**Task objective:** From the entries below, copy out every line that contains the word "white".

**Exercise data:**
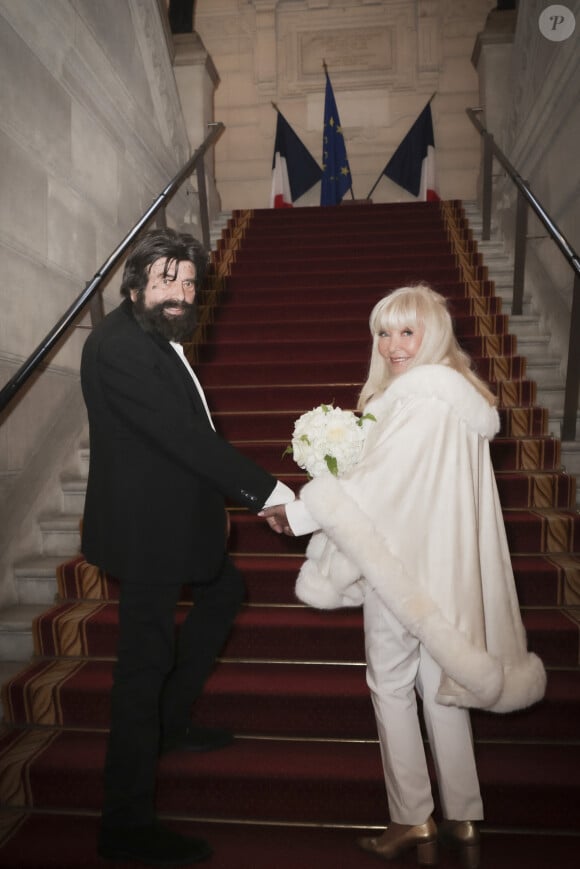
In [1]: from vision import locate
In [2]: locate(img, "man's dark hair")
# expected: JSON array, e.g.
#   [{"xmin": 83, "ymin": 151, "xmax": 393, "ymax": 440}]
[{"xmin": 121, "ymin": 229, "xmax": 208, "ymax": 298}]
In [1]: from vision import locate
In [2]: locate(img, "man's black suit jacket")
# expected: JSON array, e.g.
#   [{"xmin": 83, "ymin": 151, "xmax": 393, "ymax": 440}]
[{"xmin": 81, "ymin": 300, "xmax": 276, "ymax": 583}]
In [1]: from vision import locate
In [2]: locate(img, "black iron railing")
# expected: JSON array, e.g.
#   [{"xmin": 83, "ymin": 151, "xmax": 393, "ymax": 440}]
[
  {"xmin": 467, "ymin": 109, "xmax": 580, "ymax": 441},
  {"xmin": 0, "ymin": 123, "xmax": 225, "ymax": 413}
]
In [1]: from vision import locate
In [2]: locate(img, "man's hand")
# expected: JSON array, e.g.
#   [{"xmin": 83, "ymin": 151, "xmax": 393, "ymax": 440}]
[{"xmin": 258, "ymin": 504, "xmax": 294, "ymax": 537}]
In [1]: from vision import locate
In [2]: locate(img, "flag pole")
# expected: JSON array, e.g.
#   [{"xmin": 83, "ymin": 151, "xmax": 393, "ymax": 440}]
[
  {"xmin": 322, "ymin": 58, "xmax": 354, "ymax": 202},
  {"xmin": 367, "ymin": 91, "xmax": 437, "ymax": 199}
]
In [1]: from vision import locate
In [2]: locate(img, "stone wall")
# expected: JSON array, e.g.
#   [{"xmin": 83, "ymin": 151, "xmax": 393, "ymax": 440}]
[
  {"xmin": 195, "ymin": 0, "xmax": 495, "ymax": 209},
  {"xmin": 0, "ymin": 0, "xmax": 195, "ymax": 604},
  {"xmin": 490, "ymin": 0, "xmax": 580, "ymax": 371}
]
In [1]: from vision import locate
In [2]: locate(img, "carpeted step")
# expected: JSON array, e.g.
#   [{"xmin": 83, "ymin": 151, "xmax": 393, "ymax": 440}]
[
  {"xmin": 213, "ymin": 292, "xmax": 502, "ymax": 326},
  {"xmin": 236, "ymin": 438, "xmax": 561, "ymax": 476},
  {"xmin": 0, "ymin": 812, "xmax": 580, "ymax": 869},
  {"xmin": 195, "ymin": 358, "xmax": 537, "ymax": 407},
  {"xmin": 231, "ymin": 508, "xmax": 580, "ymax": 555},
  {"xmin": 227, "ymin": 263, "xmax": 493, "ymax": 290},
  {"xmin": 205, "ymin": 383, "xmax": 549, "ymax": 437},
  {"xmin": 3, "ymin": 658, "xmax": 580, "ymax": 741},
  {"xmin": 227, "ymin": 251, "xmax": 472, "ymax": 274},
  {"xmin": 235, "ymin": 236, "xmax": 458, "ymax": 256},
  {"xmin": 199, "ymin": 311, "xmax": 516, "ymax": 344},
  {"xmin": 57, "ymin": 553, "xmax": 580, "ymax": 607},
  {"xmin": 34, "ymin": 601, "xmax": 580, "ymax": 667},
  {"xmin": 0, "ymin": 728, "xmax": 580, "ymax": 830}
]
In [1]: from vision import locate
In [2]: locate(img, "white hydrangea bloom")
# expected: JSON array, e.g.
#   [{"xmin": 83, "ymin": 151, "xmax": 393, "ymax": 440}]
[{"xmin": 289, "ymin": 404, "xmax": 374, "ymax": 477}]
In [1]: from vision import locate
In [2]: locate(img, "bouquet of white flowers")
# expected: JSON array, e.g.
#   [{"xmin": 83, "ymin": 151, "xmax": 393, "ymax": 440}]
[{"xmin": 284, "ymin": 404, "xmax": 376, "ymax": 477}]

**Response:**
In [2]: locate(img, "white hydrangea bloom")
In [2]: locate(img, "bouquet of white flowers")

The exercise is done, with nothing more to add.